### Problem requirements
Look below for the line with "class:beige siding | box_all", and from there restate every line word for word until the entries end.

### The data

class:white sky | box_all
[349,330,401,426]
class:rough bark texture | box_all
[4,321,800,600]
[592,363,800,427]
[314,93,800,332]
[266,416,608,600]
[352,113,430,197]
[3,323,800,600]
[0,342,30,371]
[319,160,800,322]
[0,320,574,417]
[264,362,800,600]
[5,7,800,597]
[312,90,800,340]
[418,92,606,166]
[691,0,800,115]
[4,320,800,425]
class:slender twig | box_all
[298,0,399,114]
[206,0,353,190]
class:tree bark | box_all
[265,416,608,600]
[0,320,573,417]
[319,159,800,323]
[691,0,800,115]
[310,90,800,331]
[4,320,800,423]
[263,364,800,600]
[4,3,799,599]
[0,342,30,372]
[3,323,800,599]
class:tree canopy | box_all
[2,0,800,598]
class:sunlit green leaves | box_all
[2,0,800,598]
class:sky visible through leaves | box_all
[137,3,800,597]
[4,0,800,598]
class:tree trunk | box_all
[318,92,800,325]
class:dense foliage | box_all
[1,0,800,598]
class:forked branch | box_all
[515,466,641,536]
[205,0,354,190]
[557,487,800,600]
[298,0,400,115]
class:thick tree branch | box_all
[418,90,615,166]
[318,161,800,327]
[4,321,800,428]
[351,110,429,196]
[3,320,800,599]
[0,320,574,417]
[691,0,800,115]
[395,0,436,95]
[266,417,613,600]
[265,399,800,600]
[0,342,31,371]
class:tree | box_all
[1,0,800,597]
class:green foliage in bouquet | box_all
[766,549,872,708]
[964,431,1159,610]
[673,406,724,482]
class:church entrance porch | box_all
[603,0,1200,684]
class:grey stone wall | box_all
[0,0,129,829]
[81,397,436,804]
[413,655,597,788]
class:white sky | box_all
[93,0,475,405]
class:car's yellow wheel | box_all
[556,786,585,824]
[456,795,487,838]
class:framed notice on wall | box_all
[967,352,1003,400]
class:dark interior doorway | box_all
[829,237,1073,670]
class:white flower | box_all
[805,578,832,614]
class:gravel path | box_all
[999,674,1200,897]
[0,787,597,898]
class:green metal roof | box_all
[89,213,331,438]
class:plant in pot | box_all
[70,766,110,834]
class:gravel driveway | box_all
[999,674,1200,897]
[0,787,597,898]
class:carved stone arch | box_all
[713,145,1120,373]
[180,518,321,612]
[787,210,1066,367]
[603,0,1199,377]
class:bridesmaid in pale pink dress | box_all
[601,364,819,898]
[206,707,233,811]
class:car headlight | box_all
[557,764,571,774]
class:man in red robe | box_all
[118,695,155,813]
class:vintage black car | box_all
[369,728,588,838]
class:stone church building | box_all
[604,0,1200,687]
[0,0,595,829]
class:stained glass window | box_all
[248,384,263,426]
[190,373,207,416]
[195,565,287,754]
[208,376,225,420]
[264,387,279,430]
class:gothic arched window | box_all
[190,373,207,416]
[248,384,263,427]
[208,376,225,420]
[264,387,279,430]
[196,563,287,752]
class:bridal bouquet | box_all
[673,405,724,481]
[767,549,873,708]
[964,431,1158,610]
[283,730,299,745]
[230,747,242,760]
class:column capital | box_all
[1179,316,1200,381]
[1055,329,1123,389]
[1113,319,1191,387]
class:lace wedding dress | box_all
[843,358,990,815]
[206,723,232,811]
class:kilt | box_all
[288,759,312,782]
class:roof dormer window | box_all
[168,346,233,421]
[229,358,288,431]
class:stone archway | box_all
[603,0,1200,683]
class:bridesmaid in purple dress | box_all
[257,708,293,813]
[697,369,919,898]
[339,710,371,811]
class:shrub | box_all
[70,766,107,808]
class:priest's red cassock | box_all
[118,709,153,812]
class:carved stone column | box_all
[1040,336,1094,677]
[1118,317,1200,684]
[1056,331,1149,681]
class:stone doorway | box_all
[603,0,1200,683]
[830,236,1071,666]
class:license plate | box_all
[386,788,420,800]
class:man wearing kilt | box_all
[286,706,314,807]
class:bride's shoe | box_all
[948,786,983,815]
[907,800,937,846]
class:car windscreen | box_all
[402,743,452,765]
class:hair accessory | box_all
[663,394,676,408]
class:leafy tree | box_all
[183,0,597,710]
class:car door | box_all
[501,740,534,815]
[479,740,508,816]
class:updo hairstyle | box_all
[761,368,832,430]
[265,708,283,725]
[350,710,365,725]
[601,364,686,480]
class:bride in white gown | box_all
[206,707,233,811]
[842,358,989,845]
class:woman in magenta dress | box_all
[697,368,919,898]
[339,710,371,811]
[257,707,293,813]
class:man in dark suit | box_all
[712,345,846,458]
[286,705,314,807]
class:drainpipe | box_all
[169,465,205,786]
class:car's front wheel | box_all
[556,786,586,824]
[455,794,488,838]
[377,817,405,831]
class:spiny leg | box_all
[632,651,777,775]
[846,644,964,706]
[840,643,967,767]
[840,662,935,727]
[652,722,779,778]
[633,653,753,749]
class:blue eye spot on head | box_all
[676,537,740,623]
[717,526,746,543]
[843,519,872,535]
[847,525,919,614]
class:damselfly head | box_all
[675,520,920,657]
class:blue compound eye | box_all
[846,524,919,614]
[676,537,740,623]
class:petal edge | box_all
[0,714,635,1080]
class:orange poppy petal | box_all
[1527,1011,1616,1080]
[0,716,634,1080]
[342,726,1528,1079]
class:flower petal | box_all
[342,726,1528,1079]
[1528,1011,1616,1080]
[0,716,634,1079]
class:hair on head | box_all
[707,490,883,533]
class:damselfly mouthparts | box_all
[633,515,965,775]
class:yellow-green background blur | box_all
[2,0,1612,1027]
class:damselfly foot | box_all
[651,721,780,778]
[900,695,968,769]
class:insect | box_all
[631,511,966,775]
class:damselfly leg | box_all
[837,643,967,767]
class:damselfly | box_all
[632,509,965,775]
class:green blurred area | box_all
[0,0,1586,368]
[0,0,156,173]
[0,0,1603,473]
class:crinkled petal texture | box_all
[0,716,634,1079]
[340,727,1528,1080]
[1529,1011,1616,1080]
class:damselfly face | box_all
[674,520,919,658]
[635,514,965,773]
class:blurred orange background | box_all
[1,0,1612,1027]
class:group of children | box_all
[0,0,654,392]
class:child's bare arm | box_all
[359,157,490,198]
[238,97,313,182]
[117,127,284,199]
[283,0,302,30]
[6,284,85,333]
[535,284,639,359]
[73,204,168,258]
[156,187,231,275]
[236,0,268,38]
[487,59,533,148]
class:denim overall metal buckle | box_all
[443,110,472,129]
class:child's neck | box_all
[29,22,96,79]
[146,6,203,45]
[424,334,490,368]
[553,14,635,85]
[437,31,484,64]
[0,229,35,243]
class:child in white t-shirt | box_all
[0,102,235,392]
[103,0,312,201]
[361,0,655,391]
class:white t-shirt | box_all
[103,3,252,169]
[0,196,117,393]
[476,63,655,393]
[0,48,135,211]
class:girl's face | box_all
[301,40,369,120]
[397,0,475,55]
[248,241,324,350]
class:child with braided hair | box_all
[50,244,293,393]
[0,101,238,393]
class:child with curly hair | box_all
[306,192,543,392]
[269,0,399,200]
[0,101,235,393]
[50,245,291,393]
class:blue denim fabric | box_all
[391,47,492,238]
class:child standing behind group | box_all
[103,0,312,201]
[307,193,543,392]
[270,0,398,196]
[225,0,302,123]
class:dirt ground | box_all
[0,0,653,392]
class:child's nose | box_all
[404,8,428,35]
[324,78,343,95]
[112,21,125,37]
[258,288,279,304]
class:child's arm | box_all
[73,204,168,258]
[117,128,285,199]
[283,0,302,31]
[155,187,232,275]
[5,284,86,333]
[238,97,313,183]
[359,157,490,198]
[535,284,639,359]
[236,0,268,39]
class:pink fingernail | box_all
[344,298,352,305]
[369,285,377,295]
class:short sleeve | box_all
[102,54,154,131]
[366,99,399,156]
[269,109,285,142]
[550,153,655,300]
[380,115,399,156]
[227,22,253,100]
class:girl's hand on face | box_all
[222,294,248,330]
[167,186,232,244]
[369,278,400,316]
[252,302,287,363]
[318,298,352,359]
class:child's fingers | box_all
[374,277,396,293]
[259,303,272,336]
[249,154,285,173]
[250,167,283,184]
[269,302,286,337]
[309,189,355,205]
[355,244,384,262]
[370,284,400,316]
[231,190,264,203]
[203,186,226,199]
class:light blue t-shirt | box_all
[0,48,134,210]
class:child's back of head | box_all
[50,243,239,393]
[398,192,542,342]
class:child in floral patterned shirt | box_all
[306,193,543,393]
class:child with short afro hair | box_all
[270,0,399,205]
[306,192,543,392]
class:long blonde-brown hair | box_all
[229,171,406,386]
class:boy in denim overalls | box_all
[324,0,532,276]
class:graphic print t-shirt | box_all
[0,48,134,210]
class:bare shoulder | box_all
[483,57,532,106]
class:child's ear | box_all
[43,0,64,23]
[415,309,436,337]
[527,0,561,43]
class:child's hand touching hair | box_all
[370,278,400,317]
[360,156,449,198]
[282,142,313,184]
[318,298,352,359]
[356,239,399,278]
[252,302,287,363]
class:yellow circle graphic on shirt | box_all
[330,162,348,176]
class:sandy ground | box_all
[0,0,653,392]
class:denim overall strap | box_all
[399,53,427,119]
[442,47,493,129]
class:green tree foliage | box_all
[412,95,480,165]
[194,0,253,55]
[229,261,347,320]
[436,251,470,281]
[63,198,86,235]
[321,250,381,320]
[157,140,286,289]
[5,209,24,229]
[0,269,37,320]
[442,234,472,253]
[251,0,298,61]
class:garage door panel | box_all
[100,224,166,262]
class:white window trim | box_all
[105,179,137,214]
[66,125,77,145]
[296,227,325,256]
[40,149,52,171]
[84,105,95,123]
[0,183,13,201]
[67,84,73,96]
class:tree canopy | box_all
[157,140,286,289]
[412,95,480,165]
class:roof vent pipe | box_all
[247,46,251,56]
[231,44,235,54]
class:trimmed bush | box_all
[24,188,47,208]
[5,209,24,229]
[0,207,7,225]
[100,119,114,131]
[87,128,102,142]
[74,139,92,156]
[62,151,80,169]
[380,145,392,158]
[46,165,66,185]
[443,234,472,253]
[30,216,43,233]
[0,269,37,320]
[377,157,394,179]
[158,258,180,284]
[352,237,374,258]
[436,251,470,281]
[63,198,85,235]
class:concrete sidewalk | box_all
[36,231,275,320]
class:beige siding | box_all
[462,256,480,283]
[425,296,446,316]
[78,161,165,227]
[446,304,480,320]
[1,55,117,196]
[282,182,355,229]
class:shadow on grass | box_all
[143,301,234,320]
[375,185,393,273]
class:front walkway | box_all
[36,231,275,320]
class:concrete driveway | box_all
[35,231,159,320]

### Reply to the task
class:beige siding | box_all
[462,256,480,283]
[425,296,446,316]
[78,161,165,227]
[446,304,480,320]
[1,55,117,196]
[282,182,355,229]
class:shadow on grass | box_all
[143,301,234,320]
[375,185,393,273]
class:front walkway | box_all
[36,231,275,320]
class:concrete driveway | box_all
[35,231,159,320]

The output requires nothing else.